- Testo da esaminare -

Ora che l’Oms lancia l’allarme
cancro per un’alimentazione basata su carne
e insaccati, cambiano i tempi, che tra l’altro ci hanno resi più
longevi, grazie alla ricerca scientifica, ma le regola di una sana
alimentazione sono le stesse. Negli anni Settanta si chiamava macrobiotica ed
era patrimonio della controcultura. Oggi si chiama biologico, il 10% delle
terre coltivate, o biodinamico. E si tratta di favorire il metabolismo con una
dieta sana che favorisca l’ambiente e gli animali.
Non vegetarianesimo puro e
semplice, che gli eccessi sempre nuocciono, ma un insieme di norme e regole senza
fare largo uso di ormoni, pesticidi chimici e additivi. Principi di biologico e
biodinamico sono sostenere la biodiversità contrastando le grandi monocolture e
praticando pratiche antiche quali il riposo della terra e il sovescio. Ossia
girare la terra per concimarla con elementi naturali e ruotare le colture per
non avere sempre lo stesso prodotto ma arricchire la varietà di prodotti che la
terra può dare.
Con questi metodi si producono cibi naturali e sani, anche se
più costosi degli altri, e si favorisce una dieta basata su cereali, vegetali,
legumi, come insegnava l’antica saggezza dell’Estremo Oriente e in Giappone
fanno ancora oggi, vedi i fagioli azuki, la soya, il ramen, il miso e i vari
tipi di verdura, pesce e the (bancha, oolong, nero, verde) e caffè senza
caffeina (bardana, dendelio). Non per niente il padiglione del Giappone a Expo
è stato il più premiato anche se pensiamo il meno visto data la coda di anche
parecchie ore per entrarvi. Noi in
compenso abbiamo la dieta mediterranea: verdure, olio, pesce, pasta, anche
integrale, e Slow Food ha inventato il sistema dei Presìdi, poi esportato in
tutto il mondo con Terra Madre, con i quali si difendono ben precisi metodi di
produzione naturali come sono stati tramandati tradizionalmente.
Anche qui
un’operazione complessa e costosa di cui si vedono gli esiti positivi appena
adesso, che ad una generazione di persone che hanno studiato legge o lettere,
si sta sostituendo una generazione di giovani, anche laureati, magari in
Scienze dell’Alimentazione, che tornano alla terra dei padri apportandovi tutte
le novità che si sono sviluppate negli ultimi trent’anni. Macchinari di nuova
generazione, sementi non ogm, apparecchi per sondare lo stato del clima e del
terreno e per trasformare i rifiuti in materiale riutilizzabile. La
sostenibilità, in una parola, è la scommessa futura dell’agricoltura, ma solo a
patto di non farsela “scippare” dagli accordi TTip con gli Usa che
determinerebbero l’accesso al nostro mercato di prodotti americani “italian
sounding” che poco di italiano hanno davvero.
Le nostre leggi e norme, quanto a
derivazione di un prodotto, tipicità e tradizione, sono molto più stringenti:,
si vedano i disciplinari di Bruxelles delle Dop e delle Igp, i prodotti a
denominazione di origine che finora ci hanno permesso di mangiare cibi
controllati e “d’autore”. Adesso viviamo un mondo tutto in movimento in cui la
parola d’ordine è globalizzazione. Ed è proprio per questo che si fa di tutto
per esportare di più. Confortante il caso del nostro vino che seppur secondo
alla Francia, ha aumentato del 20% l’export in Cina, dove è considerato un
prodotto di lusso per le generazioni dei nuovi ricchi.

- Il tuo compito -
Rispondi alle seguenti domande sul testo sull'alimentazione sana riportato qui sopra.
(a) Quale percentuale delle terre coltivate è indicata per il biologico?
(b) Come si chiama il sistema inventato da Slow Food?
(c) Di quanto è aumentato l'export del vino italiano in Cina?

Voci di dati archiviate:
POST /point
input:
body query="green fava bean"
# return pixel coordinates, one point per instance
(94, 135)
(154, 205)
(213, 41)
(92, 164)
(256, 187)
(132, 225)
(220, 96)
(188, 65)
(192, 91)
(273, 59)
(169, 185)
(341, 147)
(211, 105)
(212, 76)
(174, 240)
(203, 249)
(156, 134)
...
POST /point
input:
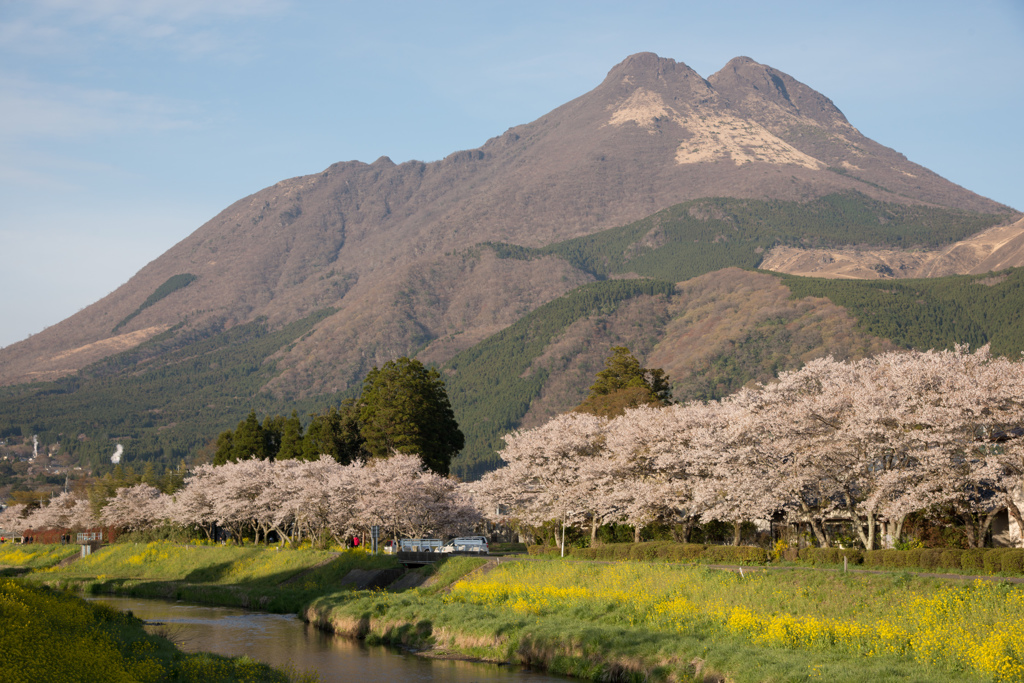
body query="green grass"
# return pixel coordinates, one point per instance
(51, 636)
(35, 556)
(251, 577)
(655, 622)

- Risultato del compito -
(a) Il 10% delle terre coltivate.
(b) Il sistema dei Presìdi, poi esportato in tutto il mondo con Terra Madre.
(c) Del 20%.